Print the records word for word, from the line with "arm. Examine the image and box all occurrences." up to and including the line with "[597,147,810,348]".

+++++

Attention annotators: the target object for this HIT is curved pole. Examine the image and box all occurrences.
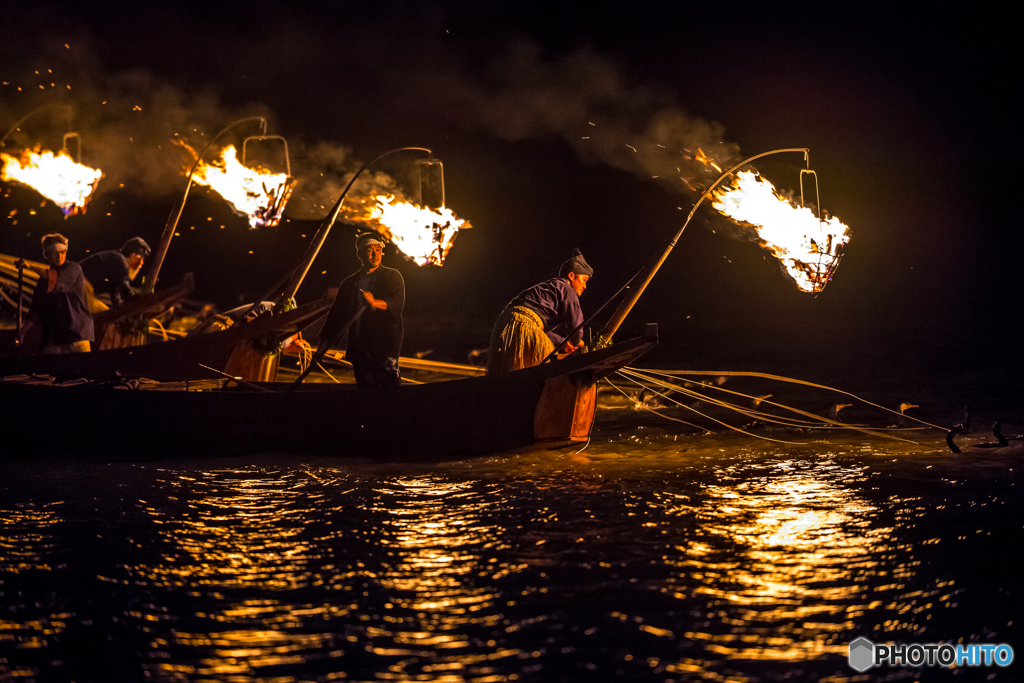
[142,116,266,294]
[276,147,433,299]
[597,147,811,348]
[0,104,75,147]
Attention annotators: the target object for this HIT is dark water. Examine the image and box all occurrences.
[0,376,1024,681]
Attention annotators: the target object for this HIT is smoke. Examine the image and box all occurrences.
[0,39,738,227]
[417,40,739,193]
[0,40,407,224]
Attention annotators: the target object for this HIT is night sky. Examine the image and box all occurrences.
[0,1,1022,383]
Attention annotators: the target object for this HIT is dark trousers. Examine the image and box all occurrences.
[345,353,401,389]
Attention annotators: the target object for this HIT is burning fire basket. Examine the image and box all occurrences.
[242,135,298,227]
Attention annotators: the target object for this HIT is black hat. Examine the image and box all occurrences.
[121,238,152,258]
[558,249,594,278]
[355,232,387,251]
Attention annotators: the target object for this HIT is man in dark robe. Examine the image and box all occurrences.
[487,249,594,374]
[25,233,93,353]
[81,238,150,308]
[317,232,406,389]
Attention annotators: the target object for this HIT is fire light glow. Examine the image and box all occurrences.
[353,195,470,265]
[713,171,850,292]
[179,142,296,228]
[0,147,103,217]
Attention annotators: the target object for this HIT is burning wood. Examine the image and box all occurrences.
[0,146,103,217]
[175,140,297,228]
[346,195,470,265]
[712,171,850,292]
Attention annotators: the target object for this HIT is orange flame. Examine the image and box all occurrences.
[348,195,471,265]
[175,140,297,228]
[712,171,850,292]
[0,146,103,217]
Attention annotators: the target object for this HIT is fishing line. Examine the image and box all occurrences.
[606,371,807,445]
[642,369,948,432]
[620,370,927,445]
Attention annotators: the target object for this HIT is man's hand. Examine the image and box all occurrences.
[359,290,387,310]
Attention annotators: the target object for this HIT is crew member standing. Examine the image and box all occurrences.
[487,249,594,374]
[317,232,406,389]
[81,238,150,308]
[25,233,93,353]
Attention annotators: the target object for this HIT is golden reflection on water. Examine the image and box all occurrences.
[115,470,520,681]
[124,469,335,680]
[685,467,893,661]
[368,476,519,681]
[0,501,69,667]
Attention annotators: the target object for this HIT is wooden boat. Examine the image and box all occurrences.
[0,254,196,350]
[0,292,334,380]
[0,325,657,461]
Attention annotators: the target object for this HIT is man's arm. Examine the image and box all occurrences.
[365,269,406,319]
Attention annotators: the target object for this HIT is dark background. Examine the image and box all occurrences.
[0,1,1022,385]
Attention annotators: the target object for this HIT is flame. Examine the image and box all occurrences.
[712,171,850,292]
[349,195,470,265]
[694,147,722,173]
[0,146,103,216]
[175,140,296,228]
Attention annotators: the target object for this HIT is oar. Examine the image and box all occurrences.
[196,362,273,393]
[286,305,367,393]
[15,259,25,346]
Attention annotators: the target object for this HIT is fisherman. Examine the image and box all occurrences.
[487,249,594,374]
[317,232,406,389]
[81,238,151,312]
[19,233,93,353]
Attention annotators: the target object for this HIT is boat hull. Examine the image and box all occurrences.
[0,325,656,461]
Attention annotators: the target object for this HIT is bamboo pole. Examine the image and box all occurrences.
[269,147,433,300]
[141,116,266,294]
[597,147,810,348]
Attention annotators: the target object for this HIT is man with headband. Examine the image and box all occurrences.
[317,232,406,389]
[80,238,150,308]
[24,233,93,353]
[487,249,594,374]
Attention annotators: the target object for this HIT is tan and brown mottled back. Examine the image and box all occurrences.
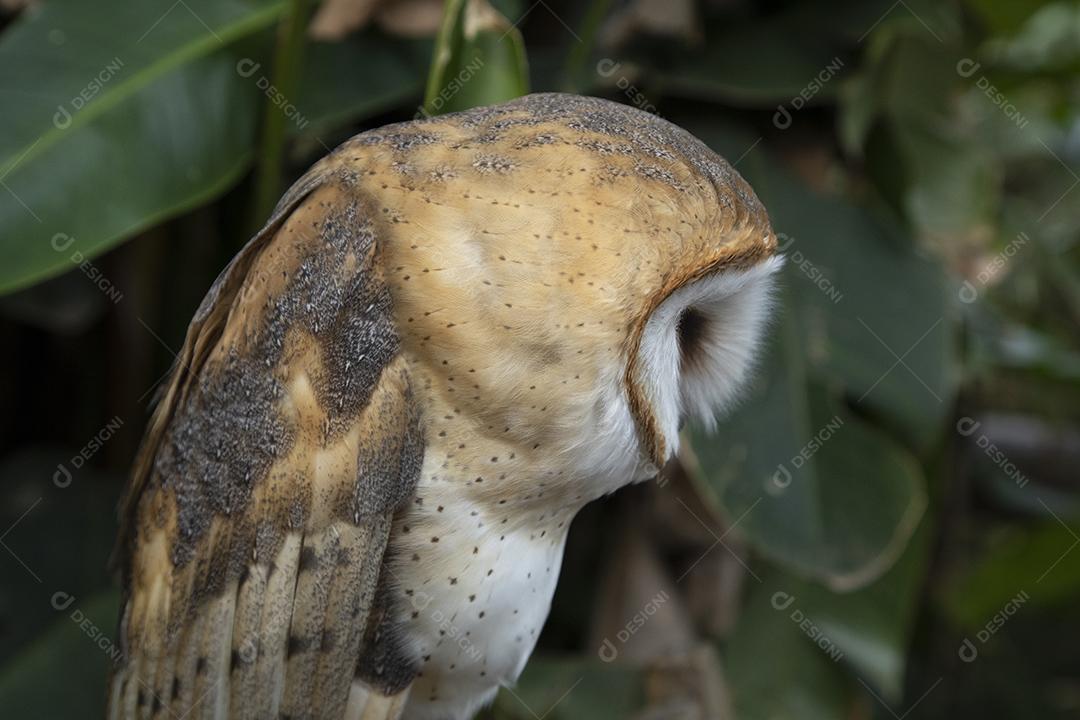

+++++

→ The answer:
Attention annotators: the target object for this HIT is man's arm. Examine the image and box all occurrences.
[365,269,406,319]
Attention annotators: the target object for this HIT is dark background. Examine the image and box all occurrences.
[0,1,1022,385]
Attention annotators: the target object for this HIT is flame. Examine the image and box all occurrences.
[712,171,850,292]
[349,195,470,265]
[694,147,722,173]
[0,146,103,216]
[175,140,296,228]
Attention annotators: the target object for this HIT is oar. Examine the image and box all occurrences.
[196,362,273,393]
[286,305,367,393]
[15,259,25,346]
Attention annotators: the target object for this HIT is fisherman. Examine the image and box all occurrences.
[487,249,594,374]
[317,232,406,389]
[81,238,151,312]
[19,233,93,353]
Attention annotators: the target object for this HIT is boat hull. Examine the image and box all occurrences.
[0,325,656,461]
Attention annotators: the target object for this HIT is bamboo pole. Examine the image and box all occurrences.
[269,147,433,300]
[141,116,266,294]
[597,147,810,348]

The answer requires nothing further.